Data extracted from a collection

┌──

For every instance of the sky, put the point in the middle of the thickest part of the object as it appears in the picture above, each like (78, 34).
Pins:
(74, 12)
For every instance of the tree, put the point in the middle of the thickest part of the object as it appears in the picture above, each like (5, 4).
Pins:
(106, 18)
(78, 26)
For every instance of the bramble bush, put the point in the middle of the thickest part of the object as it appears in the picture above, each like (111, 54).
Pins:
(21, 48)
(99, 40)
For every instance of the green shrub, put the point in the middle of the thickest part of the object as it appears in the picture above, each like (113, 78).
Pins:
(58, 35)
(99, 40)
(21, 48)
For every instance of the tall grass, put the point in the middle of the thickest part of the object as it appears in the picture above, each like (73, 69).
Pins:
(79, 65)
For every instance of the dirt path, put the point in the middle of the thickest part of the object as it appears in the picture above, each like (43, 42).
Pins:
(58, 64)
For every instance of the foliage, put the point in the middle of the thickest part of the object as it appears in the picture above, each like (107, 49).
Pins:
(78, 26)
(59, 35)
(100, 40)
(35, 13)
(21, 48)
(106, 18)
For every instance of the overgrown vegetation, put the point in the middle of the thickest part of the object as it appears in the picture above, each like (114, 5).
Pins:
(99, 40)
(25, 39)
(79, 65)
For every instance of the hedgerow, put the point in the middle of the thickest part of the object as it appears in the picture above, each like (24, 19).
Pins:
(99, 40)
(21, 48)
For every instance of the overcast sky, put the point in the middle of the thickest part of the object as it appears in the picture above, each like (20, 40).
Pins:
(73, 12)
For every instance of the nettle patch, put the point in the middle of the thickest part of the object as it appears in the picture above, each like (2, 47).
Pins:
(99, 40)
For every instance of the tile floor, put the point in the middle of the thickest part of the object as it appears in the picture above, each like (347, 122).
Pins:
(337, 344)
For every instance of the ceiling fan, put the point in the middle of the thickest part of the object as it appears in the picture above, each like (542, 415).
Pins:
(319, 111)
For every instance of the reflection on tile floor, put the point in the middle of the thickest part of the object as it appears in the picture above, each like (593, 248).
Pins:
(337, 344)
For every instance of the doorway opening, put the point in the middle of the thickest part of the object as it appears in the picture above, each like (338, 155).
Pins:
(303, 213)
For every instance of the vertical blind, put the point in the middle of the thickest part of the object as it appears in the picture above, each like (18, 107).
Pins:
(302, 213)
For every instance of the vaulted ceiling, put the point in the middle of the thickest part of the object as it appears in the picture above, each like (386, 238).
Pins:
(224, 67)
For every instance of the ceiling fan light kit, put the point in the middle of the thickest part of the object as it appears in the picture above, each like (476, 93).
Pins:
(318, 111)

└──

* WHAT IS REQUIRED: Repeat exactly the lines above, starting with the first line of the records and finishing with the line holding "For every instance of the overcast". Add no other line.

* WRITTEN RESPONSE:
For every instance of the sky, put the point in the middle of the thickest part of the object as it appears in the picture above, each like (78, 34).
Pins:
(74, 12)
For every instance of the tree, put the point in the middle of the thickest part of the object as it appears in the picture above, each like (5, 4).
Pins:
(106, 18)
(78, 26)
For every instance of the bramble bush, put the point in the middle of the thickest part of the object as it appears in the picture above, each like (111, 54).
Pins:
(21, 48)
(99, 40)
For every instance of the green shrub, put the point in the middle of the thickest part of the object as it appears in the picture above, each like (113, 78).
Pins:
(58, 35)
(99, 40)
(21, 48)
For every instance of the tall grass, put the point in the middle of the thickest part of the object as it appears in the picture above, each like (73, 69).
Pins:
(79, 65)
For every instance of the dirt path, put the point in the middle of the thickest part of the object as it appears in the picture above, each like (43, 42).
Pins:
(58, 64)
For every instance of the foliage, put the point in the middle of the thickest part of the object as it appears in the picture above, each like (107, 49).
Pins:
(78, 26)
(59, 35)
(100, 40)
(35, 13)
(21, 48)
(106, 18)
For every instance of the overgrown vegetation, put the point in the middle of the thickest part of the object as it appears in the picture above, each like (114, 5).
Pins:
(99, 40)
(25, 39)
(79, 65)
For every instance of the hedgerow, put the point in the middle of the thickest part of the object as it appears in the picture above, each like (24, 19).
Pins:
(99, 40)
(21, 48)
For every instance of the overcast sky, put the point in the middle of the thickest part of the object as it appears in the picture above, each like (20, 40).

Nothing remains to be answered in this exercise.